▶ THE RECORDS
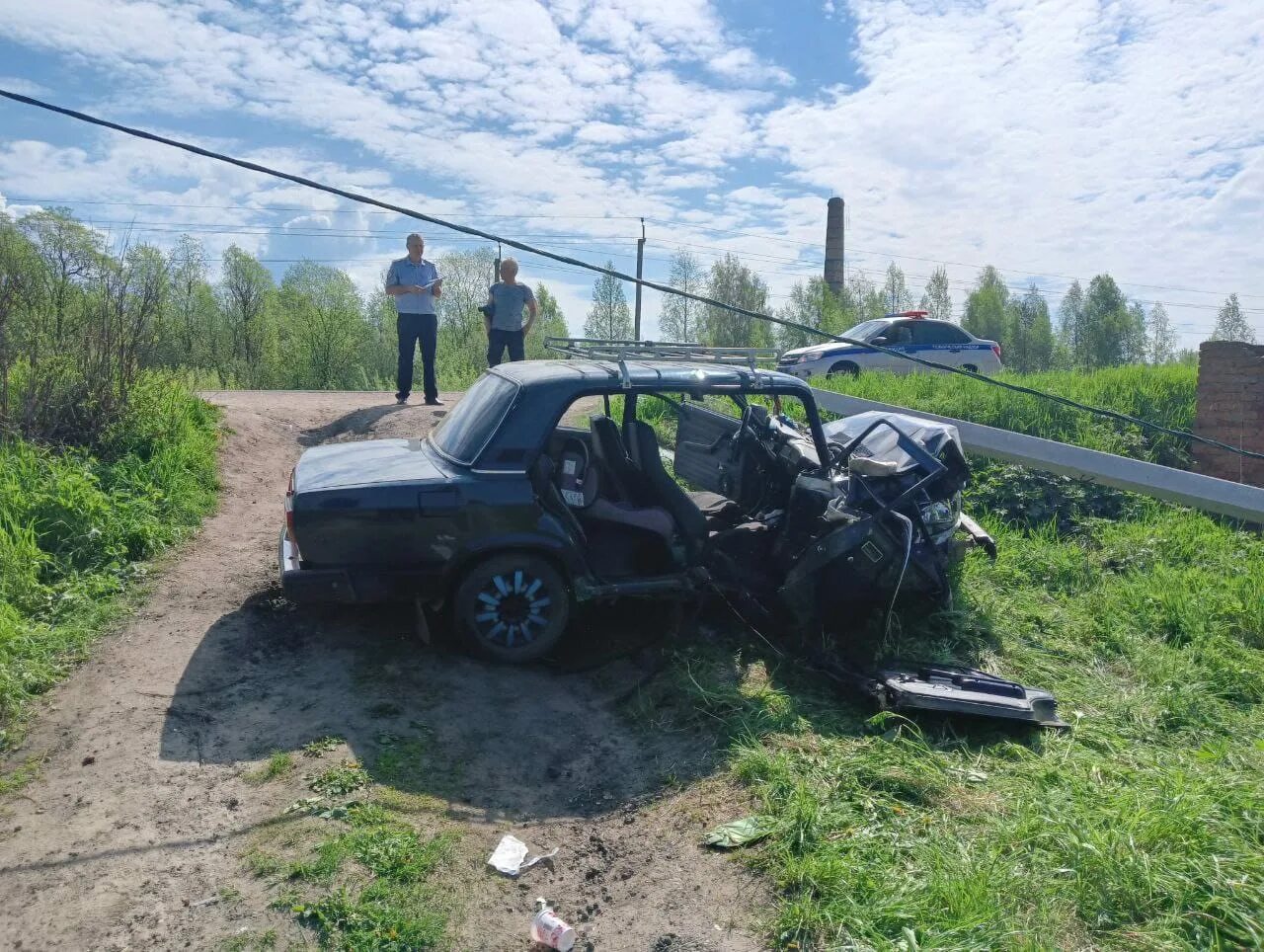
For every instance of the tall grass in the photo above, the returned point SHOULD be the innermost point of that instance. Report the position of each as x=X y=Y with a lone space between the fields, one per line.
x=1163 y=395
x=76 y=527
x=1142 y=827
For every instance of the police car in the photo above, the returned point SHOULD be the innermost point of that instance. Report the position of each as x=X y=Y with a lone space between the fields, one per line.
x=908 y=333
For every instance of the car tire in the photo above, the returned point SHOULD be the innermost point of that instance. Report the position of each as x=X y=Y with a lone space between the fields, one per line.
x=513 y=608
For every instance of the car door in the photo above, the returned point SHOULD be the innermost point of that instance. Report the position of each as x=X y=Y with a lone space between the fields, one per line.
x=942 y=343
x=899 y=338
x=705 y=451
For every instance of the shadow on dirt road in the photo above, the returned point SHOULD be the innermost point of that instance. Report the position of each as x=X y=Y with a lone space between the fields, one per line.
x=497 y=744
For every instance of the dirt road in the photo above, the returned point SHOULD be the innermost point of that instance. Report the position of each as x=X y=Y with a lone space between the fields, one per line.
x=134 y=834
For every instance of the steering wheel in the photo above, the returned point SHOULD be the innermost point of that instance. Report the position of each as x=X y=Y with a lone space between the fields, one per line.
x=750 y=432
x=576 y=476
x=837 y=454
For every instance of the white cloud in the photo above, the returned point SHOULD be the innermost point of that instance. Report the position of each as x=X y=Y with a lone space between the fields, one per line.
x=1066 y=138
x=1072 y=138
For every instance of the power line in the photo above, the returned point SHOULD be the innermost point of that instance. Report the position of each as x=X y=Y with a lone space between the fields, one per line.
x=598 y=246
x=631 y=217
x=930 y=261
x=619 y=276
x=292 y=207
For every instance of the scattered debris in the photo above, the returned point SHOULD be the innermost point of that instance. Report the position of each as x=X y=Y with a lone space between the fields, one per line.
x=549 y=929
x=739 y=833
x=511 y=856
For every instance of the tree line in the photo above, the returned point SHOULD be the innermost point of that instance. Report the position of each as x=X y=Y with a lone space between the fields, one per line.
x=81 y=316
x=1095 y=326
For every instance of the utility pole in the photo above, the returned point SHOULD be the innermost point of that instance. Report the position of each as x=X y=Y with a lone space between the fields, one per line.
x=640 y=265
x=835 y=276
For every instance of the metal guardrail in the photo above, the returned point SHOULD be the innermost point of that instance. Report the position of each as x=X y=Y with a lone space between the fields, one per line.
x=1192 y=490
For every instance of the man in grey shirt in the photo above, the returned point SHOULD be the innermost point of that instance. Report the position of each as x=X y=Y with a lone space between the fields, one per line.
x=505 y=326
x=415 y=284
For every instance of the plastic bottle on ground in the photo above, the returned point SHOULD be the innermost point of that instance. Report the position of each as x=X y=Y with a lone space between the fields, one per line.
x=550 y=929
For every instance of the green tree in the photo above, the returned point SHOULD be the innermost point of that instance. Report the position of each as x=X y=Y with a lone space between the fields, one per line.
x=21 y=279
x=382 y=342
x=1072 y=339
x=1032 y=333
x=609 y=317
x=1107 y=332
x=1136 y=344
x=247 y=298
x=895 y=291
x=814 y=305
x=988 y=312
x=72 y=256
x=680 y=317
x=1161 y=347
x=461 y=355
x=937 y=298
x=734 y=283
x=1231 y=323
x=193 y=332
x=550 y=323
x=325 y=323
x=867 y=298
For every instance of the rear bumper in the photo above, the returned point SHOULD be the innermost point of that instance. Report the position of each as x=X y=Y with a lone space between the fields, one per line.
x=302 y=585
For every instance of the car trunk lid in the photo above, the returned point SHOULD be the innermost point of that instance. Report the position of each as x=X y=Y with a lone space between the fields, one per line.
x=366 y=461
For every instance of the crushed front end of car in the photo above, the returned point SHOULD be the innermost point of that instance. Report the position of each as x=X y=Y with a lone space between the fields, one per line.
x=886 y=522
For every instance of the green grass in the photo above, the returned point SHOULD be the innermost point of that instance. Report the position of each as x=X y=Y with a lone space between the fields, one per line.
x=77 y=530
x=279 y=763
x=360 y=872
x=1142 y=827
x=343 y=779
x=1161 y=395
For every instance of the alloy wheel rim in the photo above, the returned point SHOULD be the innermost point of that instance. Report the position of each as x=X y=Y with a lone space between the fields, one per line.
x=513 y=608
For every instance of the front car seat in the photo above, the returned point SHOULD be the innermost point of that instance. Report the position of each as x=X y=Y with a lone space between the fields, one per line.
x=667 y=491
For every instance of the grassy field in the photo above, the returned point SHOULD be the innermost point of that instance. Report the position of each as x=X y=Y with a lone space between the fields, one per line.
x=77 y=527
x=1142 y=827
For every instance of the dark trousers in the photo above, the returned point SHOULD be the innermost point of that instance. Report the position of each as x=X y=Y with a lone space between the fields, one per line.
x=497 y=341
x=418 y=329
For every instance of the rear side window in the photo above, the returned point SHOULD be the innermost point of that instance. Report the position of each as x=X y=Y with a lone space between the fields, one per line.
x=463 y=434
x=928 y=333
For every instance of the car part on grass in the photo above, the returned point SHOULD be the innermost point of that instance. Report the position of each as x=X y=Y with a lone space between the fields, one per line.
x=955 y=689
x=739 y=833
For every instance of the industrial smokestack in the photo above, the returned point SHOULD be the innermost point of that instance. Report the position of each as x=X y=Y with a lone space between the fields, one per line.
x=834 y=275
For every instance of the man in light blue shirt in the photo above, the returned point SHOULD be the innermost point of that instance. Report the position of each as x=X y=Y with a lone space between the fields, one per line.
x=505 y=325
x=415 y=284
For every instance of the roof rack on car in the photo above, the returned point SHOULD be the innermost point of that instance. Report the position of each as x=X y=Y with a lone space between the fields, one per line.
x=619 y=352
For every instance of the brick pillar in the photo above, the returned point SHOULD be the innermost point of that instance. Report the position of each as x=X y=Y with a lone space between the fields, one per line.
x=1230 y=410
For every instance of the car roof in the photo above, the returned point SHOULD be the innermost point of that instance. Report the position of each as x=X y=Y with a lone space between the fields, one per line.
x=595 y=375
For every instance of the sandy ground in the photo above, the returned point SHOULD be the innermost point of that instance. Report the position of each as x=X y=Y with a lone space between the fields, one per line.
x=133 y=835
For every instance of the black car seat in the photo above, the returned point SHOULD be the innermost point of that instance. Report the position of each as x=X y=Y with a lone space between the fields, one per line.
x=667 y=491
x=627 y=482
x=635 y=505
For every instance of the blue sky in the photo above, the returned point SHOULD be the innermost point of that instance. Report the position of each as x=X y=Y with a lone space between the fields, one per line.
x=1051 y=138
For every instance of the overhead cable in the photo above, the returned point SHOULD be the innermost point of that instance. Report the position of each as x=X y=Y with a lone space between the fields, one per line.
x=618 y=275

▶ WORK TO DO
Extract all of the data above verbatim, line by line, omitting the pictures.

▶ SOLUTION TO THIS PROBLEM
For every instance of the tall grass in the photo above, the returned point SHOULD be the innermost point of that instance. Report the position of each as x=X y=Y with a lone space between the fields, one per line.
x=1163 y=395
x=76 y=527
x=1142 y=827
For every instance of the police car in the photo above, the returned point SHOULD be the innermost point of that instance. Report the position of each as x=X y=Y with a lone space between the fields, one per line.
x=908 y=333
For every instance of the car tire in the photo above, the returned point SHOULD be the innermost point of that instance. Report the position of each as x=X y=Y with a lone space between the fields, one per line.
x=513 y=608
For every instance of the car door in the photo above, the returned point SHOULD be the innermost point of that instance. Report the position of each as x=X y=Y with a lone space between the fields, one per line.
x=942 y=343
x=899 y=338
x=705 y=451
For every instance of the shadow on dirt road in the photo above, the returned point SHOULD be the innermost point of that instance. Report the position of each as x=X y=Y with a lone space between the fields, one per line.
x=497 y=744
For every instance of the dirt road in the photo above, the returned point SHOULD be the innermost point of that instance. Report the position of each as x=X y=Y with a lone space between the fields, one per line.
x=134 y=834
For every instance of the steering wheel in the photo above, the returned point SHOULD be the innermost point of that instance. Report the position of each as x=X y=Y with a lone space between the fields, one per line.
x=750 y=432
x=576 y=476
x=837 y=454
For every instance of the white cloud in the photo above, the returned point SHOULD be the innermost point of that instance. Report the position of each as x=X y=Y with a lone space between the fields, one per line.
x=1066 y=138
x=1072 y=138
For every instance of the power line in the photo above, the returned point SHOULD be the innermost point of that instance. Report the position of each as x=X y=Y with a lone space between the fields, one per line.
x=598 y=246
x=631 y=217
x=930 y=261
x=619 y=276
x=292 y=207
For every instance of the scattered debris in the photo above, the returned point SHOULD be the innermost point of that instance. Report the position of each as x=X y=Y with a lone space between the fields, one per line.
x=549 y=929
x=739 y=833
x=511 y=856
For every instance of the tree line in the photo above, the returned point SHOULD be the innermost point of that instance. Report the position of each as x=X y=Y with a lone space between the fields, one per line.
x=81 y=316
x=1095 y=326
For every instance of the utility pole in the photo above, the returned point SHOULD be the innermost point of that instance. Report the position of each as x=X y=Y with a lone space between the fields, one per line.
x=640 y=265
x=835 y=276
For every instance of the metal guardrail in the photo above, the returned point SHOULD be the innermost point of that instance. Report the position of each as x=X y=Y with a lone space between the fields, one per line.
x=1192 y=490
For every instance of the man in grey shirt in the photo above, the returned point SHOULD be the innermost point of that instance. Report the position of each as x=X y=Y with a lone space between the fields, one per line.
x=505 y=326
x=415 y=284
For every instance of the plastic bottle on ground in the photo above, the returned point SHOULD be the innermost point of that instance. Report the position of each as x=X y=Y with a lone space between the fields, one per line.
x=550 y=929
For every instance of the green tree in the photo above, the returned point SHOULD be the innermost point of that instance. Report the position of each as x=X y=Y with a lone space between the fields, one per line.
x=21 y=279
x=382 y=342
x=1072 y=339
x=1032 y=333
x=609 y=317
x=1107 y=332
x=1136 y=344
x=247 y=298
x=895 y=291
x=814 y=305
x=988 y=312
x=72 y=256
x=680 y=317
x=1161 y=347
x=461 y=355
x=937 y=298
x=734 y=283
x=1231 y=323
x=193 y=332
x=550 y=323
x=325 y=323
x=867 y=298
For every instance of the rear bumper in the photo above, the returned point SHOULD be the innermost point of that instance. Report the position of each as x=X y=Y with a lone space between the fields, one per line.
x=302 y=585
For every instance of the car trunk lid in the photo above, the returned point SHOULD be the innermost point of that instance. Report the position of each as x=X y=Y with a lone space between the fields, one per line.
x=366 y=461
For every instance of the crushed front end of car in the photo above, the returned point SHOULD be the innermost point of that instance. Report the position of each as x=X y=Y with a lone space between the fields, one per line.
x=886 y=522
For every instance of the green grass in the photo above, the returned point SHOULD be the innermost point of that instance. Report the position of each as x=X y=Y with a lone space between the fields, one per line.
x=77 y=530
x=279 y=763
x=360 y=872
x=1142 y=827
x=343 y=779
x=1161 y=395
For every instance of the alloy wheel rim in the photo above, the returned point SHOULD be the innermost point of that instance. Report the position of each as x=X y=Y with a lone space between the fields, one per line.
x=513 y=608
For every instance of the front car seat in the photo above, the returned point SHOULD be the innermost point of that instance. Report the position of each as x=X y=Y with a lone space between the fields, one per line.
x=667 y=491
For every instance of the grassy field in the photo above, the returned point SHOULD be the innermost point of that instance. Report the position of each as x=X y=Y with a lone space between the fields, one per line.
x=77 y=527
x=1142 y=827
For every instance of the dark trousers in the photo above, the returned point SHOULD be the innermost point of that instance. Report the position of each as x=X y=Y with a lone space between the fields, one per line.
x=497 y=341
x=418 y=329
For every instance of the rear side window in the photo above, the returned point SHOULD be the innermost point of that instance. Report the position of each as x=X y=Y with a lone space between the fields, one per line.
x=463 y=434
x=928 y=333
For every instance of the car part on grass in the photo above, the returned point SHOULD be the innermost point of that instance. Report the position of each as x=X y=Y with a lone space between the fields, one per line.
x=955 y=689
x=739 y=833
For every instance of the industrial smokestack in the photo above, the returned point SHOULD be the innermost point of that instance. Report the position of each as x=X y=Y with a lone space between the fields, one per line.
x=834 y=275
For every instance of the man in light blue shirt in the photo above, the returned point SHOULD be the innermost point of that instance. Report the position of each as x=X y=Y with a lone space between the fields, one per line.
x=505 y=325
x=415 y=284
For every instance of the roof rack on car in the photo above, the returned point SHOULD be the innermost point of that instance. Report the position of each as x=X y=Y with a lone space between the fields, one per line.
x=619 y=352
For every instance of the brick pillar in the photo above, the returned point SHOULD be the innermost point of that instance. Report the position of each as x=X y=Y with a lone space between the fields, one per line.
x=1230 y=410
For every instance of the car roof in the photo above, the returned point SHOULD be the innermost point of that instance. Report the position of each as x=X y=Y with a lone space between the fields, one per line.
x=595 y=375
For every instance of the sandy ground in the photo above, the returned point SHOULD be the innermost point of that instance. Report the position of each as x=X y=Y with a lone space between the fields, one per line.
x=133 y=835
For every instance of the black car seat in the photo above, the returned point SHOULD be the innermost point of that instance. Report the position of each as x=X y=Y with a lone space between the fields, one per line.
x=667 y=491
x=627 y=482
x=635 y=505
For every instance of the blue sky in the photo above, the returned point SHOULD be the innermost point of that instance. Report the position of each as x=X y=Y with a lone space between the fields, one per line.
x=1051 y=138
For every instance of the overhead cable in the photo above, the returned point SHOULD be the innermost point of that instance. Report the position of each as x=X y=Y with a lone space between the fields, one per line.
x=618 y=275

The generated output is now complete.